- [Excerpt provided]
--- START ---
Also, I fully reject the narrative that Apple has somehow floundered because Jony has been absentee. During the period, the company has shipped some enormously successful products — including the major category hit Apple Watch. As one note, I found the criticism that Jony wanted a gold watch so that made the Apple Watch a boondoggle to be enormously hilarious.

The gold watch had 2 distinct purposes:

  • Jony wanted to make it
  • It set expectation that this was a product worth wearing all day

I think it is 100% possible and fair to argue that the first point means Jony had too much power or that it was him exercising that power in a way that felt foreign to Apple’s egalitarian ideals about computing. But the fact is that, regardless of how many they sold, it made a splash and did, in fact, push Apple into the world of fashion and wearable conversation in a way that it hadn’t ever before.

That toe-hold gave them time to figure out what the Watch is actually for and it is a very real success for the company. During the same period, Apple shipped the iPhone X months ahead of schedule, and major updates to every line including the iMac.

I can certainly understand one or more members of the design team resenting the lack of intimate one-on-one time that Jony used to spend with the team when Apple shipped fewer products in more time. And not all of Jony’s influence over the past few years is pristine in hindsight. The MacBook keyboards still suck, I’ll give you that one.

Basically, all design is worth critiquing, and Jony isn’t above that. If something doesn’t work consistently or feel human centric, then it doesn’t matter if 1950’s Dieter Rams himself designed it, it’s crap.

But the argument that Jony derailed product at Apple looks like complete nonsense when you observe the facts. And every design team member I’ve spoken to over the last 4 years has said that Jony, while at times difficult, demanding and intense, has also been an enormous enabling force when it comes to spending the time, resources and energy it took them to get a product or feature to the level they wanted. Resources like on-the-ground materials consultation in China, collaborations with artists around the world, research into the effects of a design — the willingness to ‘do the most’ in search of a solution. None of that went away.

That said, if Jony doesn’t like managing, guess what Jony is not going to be enthusiastic about? As Shel Silverstein put it: “If you have to dry the dishes, and you drop one on the floor, maybe they won’t make you dry dishes any more.”

There is certainly calculus in everything an executive at any big company says publicly — but I think you can believe Jony when he says that he feels like he can be useful elsewhere.
--- END ---
[Saved entries]
--- START ---
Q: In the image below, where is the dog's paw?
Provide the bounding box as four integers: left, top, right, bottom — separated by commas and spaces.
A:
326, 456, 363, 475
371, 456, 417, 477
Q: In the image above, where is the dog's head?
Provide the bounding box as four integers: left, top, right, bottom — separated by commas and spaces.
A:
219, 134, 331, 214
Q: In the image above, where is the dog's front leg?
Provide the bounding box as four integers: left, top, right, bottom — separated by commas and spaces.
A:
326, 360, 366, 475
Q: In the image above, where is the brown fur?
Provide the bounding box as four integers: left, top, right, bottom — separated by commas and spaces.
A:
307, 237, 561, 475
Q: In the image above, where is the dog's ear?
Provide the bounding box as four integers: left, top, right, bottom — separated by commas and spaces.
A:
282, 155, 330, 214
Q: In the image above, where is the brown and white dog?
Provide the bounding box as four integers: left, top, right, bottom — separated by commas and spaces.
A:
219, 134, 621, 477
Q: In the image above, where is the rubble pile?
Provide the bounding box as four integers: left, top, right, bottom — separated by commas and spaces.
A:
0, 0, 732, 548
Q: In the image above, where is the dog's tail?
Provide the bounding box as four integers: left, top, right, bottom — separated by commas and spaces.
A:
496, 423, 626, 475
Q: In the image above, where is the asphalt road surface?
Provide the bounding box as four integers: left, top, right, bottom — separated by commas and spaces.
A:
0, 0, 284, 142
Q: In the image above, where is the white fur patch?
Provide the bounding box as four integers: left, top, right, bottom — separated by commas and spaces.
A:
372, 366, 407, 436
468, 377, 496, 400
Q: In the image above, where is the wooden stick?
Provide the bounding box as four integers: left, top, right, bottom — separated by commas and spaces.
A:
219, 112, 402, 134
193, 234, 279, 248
--- END ---
- [What is needed] Name every Apple product that the passage defending Jony's record at Apple mentions by name.

- [Answer to this exercise] Apple Watch, iPhone X, iMac, MacBook